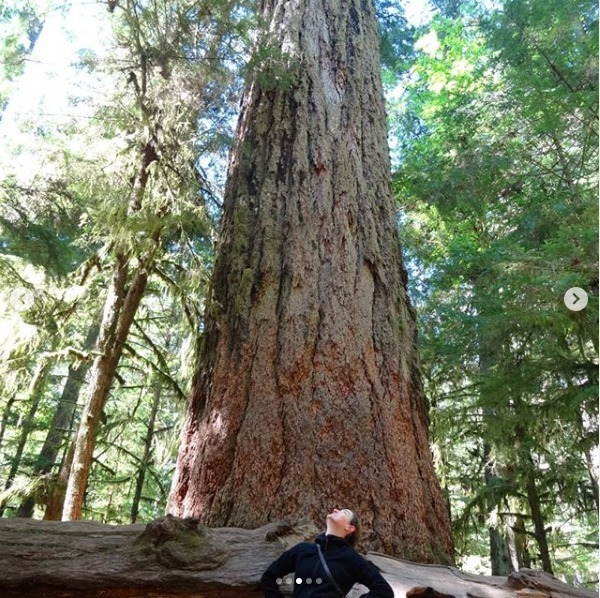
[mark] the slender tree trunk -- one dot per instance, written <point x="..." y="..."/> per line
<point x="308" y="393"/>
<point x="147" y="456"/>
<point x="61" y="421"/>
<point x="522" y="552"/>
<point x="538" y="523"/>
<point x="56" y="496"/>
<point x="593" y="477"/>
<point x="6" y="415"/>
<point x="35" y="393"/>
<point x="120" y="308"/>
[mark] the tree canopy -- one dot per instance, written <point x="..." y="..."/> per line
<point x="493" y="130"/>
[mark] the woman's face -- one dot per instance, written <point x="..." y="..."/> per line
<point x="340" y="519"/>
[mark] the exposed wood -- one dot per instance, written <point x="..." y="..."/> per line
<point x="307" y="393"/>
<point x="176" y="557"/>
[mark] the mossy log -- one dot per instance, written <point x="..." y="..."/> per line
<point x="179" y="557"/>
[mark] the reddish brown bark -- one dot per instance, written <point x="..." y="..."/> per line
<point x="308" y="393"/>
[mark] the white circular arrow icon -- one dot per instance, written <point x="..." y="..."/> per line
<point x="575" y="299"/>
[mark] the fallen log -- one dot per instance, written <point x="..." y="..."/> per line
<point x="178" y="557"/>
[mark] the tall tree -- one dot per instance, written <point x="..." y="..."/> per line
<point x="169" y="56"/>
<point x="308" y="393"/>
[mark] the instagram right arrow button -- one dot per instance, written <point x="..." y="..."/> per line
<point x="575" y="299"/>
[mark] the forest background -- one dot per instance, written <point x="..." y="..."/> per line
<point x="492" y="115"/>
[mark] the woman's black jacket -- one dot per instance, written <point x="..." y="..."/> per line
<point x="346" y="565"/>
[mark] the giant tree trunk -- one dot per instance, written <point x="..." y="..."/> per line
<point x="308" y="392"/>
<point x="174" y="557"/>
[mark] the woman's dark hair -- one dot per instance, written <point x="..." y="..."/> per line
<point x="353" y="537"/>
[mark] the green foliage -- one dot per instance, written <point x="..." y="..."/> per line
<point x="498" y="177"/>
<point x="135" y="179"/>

* DO THIS
Output only the lines from the one holding "[mark] the fallen" through the last line above, exactly as they appear.

* SOLVED EXERCISE
[mark] the fallen log -- one dot per instance, written <point x="..." y="..."/> per line
<point x="178" y="557"/>
[mark] the tall tree -- one dot per instance, written <point x="..." y="..."/> per line
<point x="169" y="56"/>
<point x="308" y="393"/>
[mark] the instagram right arrow button -- one dot per instance, written <point x="..." y="..."/> per line
<point x="575" y="299"/>
[mark] the forest background -- one dot per instance, written <point x="..." y="..."/> per line
<point x="492" y="115"/>
[mark] the woman's black jacket -- one dot per instance, written <point x="..." y="..."/> per line
<point x="346" y="565"/>
[mark] the giant tree trunk -- one dot per instance, written <point x="..." y="..."/> per line
<point x="308" y="392"/>
<point x="174" y="557"/>
[mark] the woman's dark hair -- one dot per instance, written <point x="..." y="..."/> per line
<point x="353" y="537"/>
[mark] the green foliage -- one dot per instance, written <point x="..." y="..."/> per line
<point x="498" y="177"/>
<point x="135" y="179"/>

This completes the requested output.